Remedy Ugly Yellow Toenail Fungus Before Sandal Season

With summer almost here, it’s time for bathing suits, barbeques, and backyard parties. And along with these summer favorites is something that 35 million Americans dread every time the weather gets nice. Sandal season!

When you suffer from toenail fungus, it can may your toenails turn yellow and thick and force you to abandon your gladiator sandals, flip flops, and other open-toed shoes, as the last thing you’re ready to do is show the world your ugly toenails.

Although you may think they look unsightly, toenail fungus is a common condition and covering it with nail polish can actually make the problem worse. Here at the Family Foot & Ankle Center of South Jersey, we can help you find the best treatment for your infection and prepare you for what to expect during the process. Before you know it, you and your toes will be ready for summer and sandals.

Toenail fungus 101

One of the first visible signs of a toenail fungal infection is the appearance of white or yellowish dots under the tip of the toenail. As the fungus spreads into the nail, your nail may thicken, become discolored, or even crumble along its edge.

When left untreated, toenail fungus can create even more damage to your nail. Your toenails may become significantly thicker and turn yellow or brown; they may also easily split and lift from the nail bed and they lose their firm attachment. If allowed to become severe, toenail infections may lead to nails that are white or yellow and feel soft and dry to the touch. At this advanced stage, the nail may even crumble when clipped.

The pain associated with toenail fungal infections develops when the fungus grows unchecked. It may become so bad, it can make it difficult to wear shoes without pain and discomfort.

■ **Supplied entries**:
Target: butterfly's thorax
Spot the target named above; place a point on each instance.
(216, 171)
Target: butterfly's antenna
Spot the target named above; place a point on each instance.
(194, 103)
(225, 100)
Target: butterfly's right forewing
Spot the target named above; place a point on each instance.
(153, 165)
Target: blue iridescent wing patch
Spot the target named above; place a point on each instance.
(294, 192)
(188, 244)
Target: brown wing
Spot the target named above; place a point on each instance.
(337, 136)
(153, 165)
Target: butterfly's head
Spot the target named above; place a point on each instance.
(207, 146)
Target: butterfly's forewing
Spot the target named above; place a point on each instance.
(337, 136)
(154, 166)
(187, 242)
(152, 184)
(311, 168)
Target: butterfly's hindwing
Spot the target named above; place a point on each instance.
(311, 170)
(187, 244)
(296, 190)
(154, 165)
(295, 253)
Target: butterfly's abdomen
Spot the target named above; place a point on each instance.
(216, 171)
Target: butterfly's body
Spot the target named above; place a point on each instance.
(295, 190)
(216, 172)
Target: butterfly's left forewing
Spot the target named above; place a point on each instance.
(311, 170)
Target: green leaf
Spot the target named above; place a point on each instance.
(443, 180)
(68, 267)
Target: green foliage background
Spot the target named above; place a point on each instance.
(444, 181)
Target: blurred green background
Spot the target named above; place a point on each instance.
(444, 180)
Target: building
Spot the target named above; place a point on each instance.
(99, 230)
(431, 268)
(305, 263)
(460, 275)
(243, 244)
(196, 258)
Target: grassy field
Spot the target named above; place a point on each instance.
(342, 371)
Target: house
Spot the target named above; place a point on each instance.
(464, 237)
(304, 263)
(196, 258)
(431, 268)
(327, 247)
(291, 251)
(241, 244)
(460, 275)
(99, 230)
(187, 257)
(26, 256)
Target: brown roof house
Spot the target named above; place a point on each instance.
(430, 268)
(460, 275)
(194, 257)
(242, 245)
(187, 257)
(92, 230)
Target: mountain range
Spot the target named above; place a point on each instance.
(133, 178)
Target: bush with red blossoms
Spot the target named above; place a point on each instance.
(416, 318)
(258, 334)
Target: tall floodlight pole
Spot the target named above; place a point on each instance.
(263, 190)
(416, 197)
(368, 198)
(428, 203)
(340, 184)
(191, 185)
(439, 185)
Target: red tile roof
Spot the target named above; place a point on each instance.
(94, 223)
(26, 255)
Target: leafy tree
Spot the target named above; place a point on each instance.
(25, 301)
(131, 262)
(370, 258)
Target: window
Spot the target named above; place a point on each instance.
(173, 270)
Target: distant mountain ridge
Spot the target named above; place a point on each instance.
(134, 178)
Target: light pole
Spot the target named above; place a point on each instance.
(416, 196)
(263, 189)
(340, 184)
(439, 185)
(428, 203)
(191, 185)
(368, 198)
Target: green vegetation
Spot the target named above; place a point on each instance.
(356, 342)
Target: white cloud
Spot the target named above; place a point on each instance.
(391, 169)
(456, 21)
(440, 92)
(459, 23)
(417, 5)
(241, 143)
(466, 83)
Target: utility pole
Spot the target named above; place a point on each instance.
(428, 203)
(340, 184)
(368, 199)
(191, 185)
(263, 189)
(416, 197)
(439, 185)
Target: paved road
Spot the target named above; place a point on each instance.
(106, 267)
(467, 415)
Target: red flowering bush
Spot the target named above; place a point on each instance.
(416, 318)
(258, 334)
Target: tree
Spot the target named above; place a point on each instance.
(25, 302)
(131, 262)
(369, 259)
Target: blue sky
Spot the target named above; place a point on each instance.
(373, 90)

...

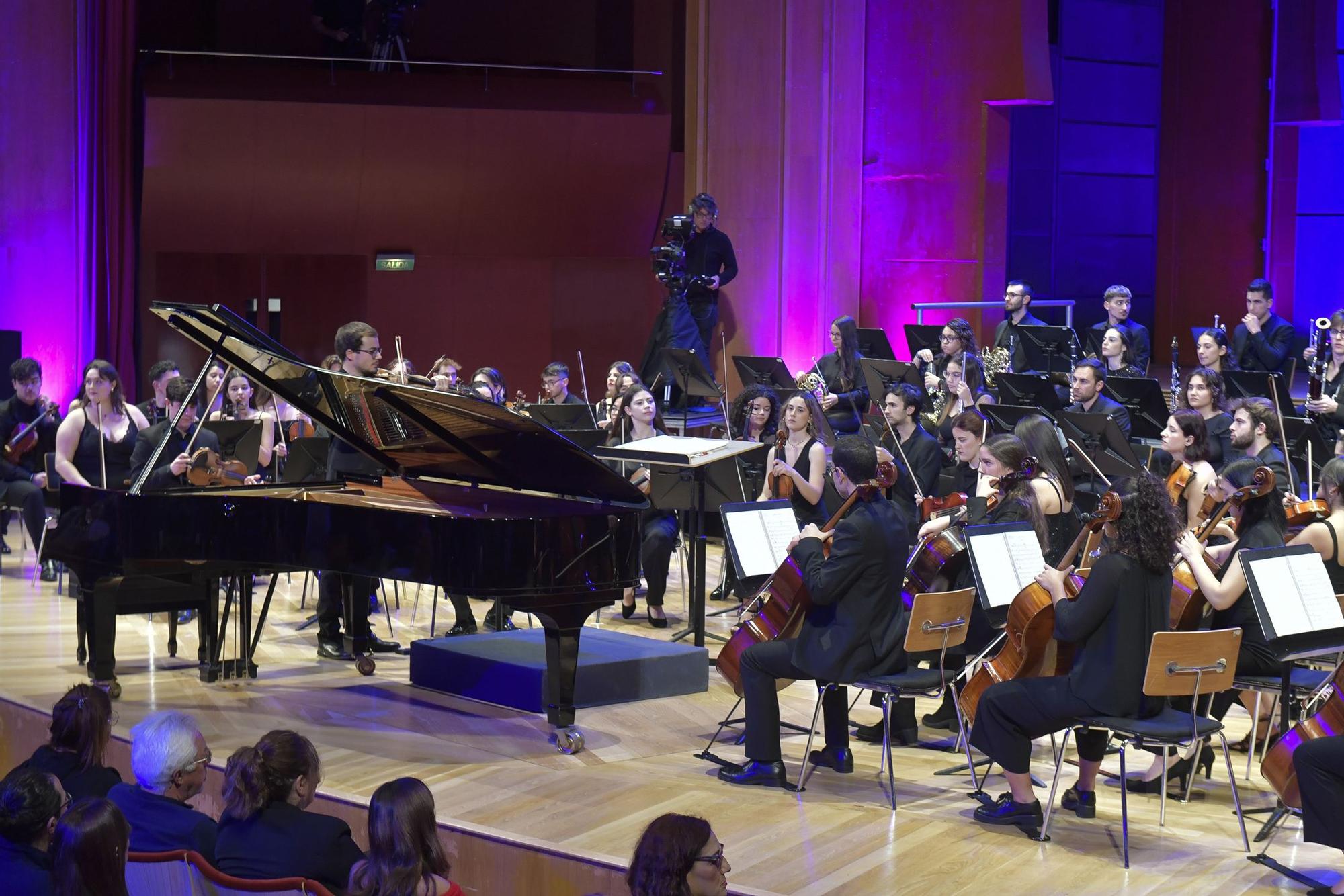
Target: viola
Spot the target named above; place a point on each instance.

* * *

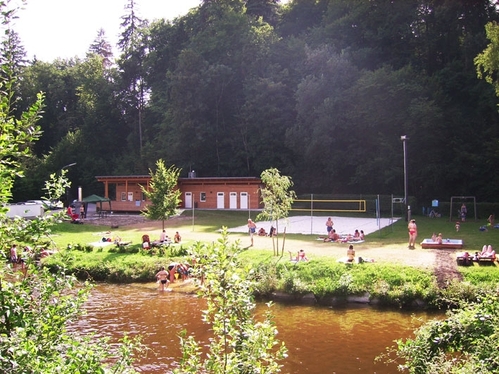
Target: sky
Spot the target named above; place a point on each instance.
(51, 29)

■ **Directions**:
1) According to the toenail fungus article, how many Americans dread sandal season?
2) Rewrite the toenail fungus article from "The pain associated" through "pain and discomfort.", swapping "unchecked" for "untreated".

■ **Answers to the exercises**:
1) 35 million

2)
The pain associated with toenail fungal infections develops when the fungus grows untreated. It may become so bad, it can make it difficult to wear shoes without pain and discomfort.